__WHAT IS EXPECTED__: Word for word, restate the entries that follow.

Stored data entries
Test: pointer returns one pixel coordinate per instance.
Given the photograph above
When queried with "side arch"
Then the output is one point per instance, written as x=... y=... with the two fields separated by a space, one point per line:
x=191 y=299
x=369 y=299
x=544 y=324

__PROBLEM SOLUTION__:
Test: pointer returns one pixel coordinate per instance.
Given the photograph above
When queried with "side arch"
Then the output is one point per instance, written as x=... y=... with the two fields separated by a space, one point per line:
x=191 y=299
x=369 y=299
x=544 y=324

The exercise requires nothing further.